» **Written instruction**: Please write out the entries again, beginning at the line that has "Return the outline of every instance of the red" and stopping after the line that has "133 396 L 165". Swap "strawberry" for "tomato" and leave everything else unchanged.

+++ Extracted records

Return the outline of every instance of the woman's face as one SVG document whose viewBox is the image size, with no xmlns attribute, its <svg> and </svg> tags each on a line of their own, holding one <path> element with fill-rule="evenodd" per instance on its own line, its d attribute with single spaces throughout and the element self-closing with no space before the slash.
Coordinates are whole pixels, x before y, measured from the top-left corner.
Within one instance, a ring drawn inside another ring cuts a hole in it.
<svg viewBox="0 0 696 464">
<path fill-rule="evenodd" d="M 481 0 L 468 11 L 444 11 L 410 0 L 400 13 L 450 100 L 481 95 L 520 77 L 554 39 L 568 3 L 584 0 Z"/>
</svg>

++++++
+++ Extracted records

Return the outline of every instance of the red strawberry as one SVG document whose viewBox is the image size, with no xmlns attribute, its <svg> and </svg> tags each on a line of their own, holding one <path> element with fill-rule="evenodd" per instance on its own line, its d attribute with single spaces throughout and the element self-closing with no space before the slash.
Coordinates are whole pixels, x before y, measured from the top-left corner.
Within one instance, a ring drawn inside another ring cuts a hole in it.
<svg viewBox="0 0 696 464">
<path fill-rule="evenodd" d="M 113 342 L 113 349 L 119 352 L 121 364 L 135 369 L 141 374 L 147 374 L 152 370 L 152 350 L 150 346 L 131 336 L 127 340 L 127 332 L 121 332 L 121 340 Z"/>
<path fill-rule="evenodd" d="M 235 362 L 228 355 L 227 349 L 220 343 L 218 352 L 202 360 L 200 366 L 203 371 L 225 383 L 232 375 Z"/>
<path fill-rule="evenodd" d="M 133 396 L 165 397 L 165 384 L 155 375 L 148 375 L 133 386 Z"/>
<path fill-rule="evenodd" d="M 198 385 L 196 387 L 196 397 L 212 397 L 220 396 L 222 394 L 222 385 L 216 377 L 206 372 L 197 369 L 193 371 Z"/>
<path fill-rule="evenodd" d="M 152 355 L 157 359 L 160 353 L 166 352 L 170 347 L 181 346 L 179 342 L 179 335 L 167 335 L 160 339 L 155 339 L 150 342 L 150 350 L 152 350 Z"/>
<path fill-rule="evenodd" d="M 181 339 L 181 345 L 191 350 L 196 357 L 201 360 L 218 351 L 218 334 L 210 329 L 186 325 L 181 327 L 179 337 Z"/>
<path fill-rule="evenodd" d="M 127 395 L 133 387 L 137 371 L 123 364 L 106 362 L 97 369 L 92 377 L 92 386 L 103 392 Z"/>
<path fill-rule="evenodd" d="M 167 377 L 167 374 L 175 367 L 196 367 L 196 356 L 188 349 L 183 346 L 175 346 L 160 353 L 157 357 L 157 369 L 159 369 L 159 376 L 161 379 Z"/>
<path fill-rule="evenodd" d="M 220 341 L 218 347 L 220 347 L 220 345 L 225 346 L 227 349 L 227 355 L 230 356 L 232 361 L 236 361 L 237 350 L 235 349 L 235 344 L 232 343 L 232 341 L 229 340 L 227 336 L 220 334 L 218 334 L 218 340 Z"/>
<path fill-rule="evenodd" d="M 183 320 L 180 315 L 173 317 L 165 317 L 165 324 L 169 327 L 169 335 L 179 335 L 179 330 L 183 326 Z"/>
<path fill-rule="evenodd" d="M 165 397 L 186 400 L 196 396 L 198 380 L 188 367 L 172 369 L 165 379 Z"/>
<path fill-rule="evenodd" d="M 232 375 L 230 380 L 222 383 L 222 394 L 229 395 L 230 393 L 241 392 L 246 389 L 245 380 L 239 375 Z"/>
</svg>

++++++
+++ Extracted records

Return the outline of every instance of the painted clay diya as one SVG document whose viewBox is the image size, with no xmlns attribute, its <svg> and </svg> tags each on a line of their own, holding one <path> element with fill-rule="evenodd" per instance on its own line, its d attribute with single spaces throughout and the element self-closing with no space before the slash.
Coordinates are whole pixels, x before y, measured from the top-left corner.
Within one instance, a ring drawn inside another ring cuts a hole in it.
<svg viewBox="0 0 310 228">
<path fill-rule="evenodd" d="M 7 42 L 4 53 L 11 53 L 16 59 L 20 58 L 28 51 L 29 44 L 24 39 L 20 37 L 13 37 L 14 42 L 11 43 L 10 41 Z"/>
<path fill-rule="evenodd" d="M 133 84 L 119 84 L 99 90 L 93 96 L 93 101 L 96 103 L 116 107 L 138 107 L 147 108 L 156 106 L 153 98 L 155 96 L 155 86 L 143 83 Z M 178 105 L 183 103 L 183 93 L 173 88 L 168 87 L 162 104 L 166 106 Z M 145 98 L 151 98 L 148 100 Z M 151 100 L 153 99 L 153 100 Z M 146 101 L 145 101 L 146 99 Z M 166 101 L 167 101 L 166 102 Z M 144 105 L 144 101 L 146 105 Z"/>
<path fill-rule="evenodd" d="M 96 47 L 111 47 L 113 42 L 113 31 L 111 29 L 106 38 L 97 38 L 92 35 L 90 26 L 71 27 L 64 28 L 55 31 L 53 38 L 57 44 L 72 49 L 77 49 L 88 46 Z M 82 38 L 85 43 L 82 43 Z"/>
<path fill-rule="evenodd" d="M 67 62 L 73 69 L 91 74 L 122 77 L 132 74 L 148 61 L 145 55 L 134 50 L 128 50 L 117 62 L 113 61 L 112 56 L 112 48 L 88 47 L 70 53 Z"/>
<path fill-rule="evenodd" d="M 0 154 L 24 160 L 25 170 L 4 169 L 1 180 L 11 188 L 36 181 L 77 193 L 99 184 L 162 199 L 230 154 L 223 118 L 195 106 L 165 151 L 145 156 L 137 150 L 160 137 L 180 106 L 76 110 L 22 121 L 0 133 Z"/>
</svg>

++++++

» **Output below**:
Return the outline of every instance of the red tomato as one SVG document whose viewBox is the image size, with no xmlns attribute, its <svg> and </svg> tags each on a line of their own, holding one <path> element with fill-rule="evenodd" per instance on its own line, its d attribute with single spaces throughout and the element self-closing with no space before the slash.
Coordinates are whole pixels, x before y, measured from the top-left corner.
Within one instance, a ring drawn inside another ring cuts a hole in it.
<svg viewBox="0 0 696 464">
<path fill-rule="evenodd" d="M 113 342 L 113 349 L 119 352 L 121 364 L 135 369 L 141 374 L 147 374 L 152 370 L 152 350 L 150 346 L 131 336 L 127 340 L 127 332 L 121 332 L 121 340 Z"/>
<path fill-rule="evenodd" d="M 235 362 L 228 355 L 227 349 L 220 343 L 218 352 L 202 360 L 200 366 L 203 371 L 225 383 L 232 375 Z"/>
<path fill-rule="evenodd" d="M 133 396 L 165 397 L 165 384 L 155 375 L 148 375 L 133 386 Z"/>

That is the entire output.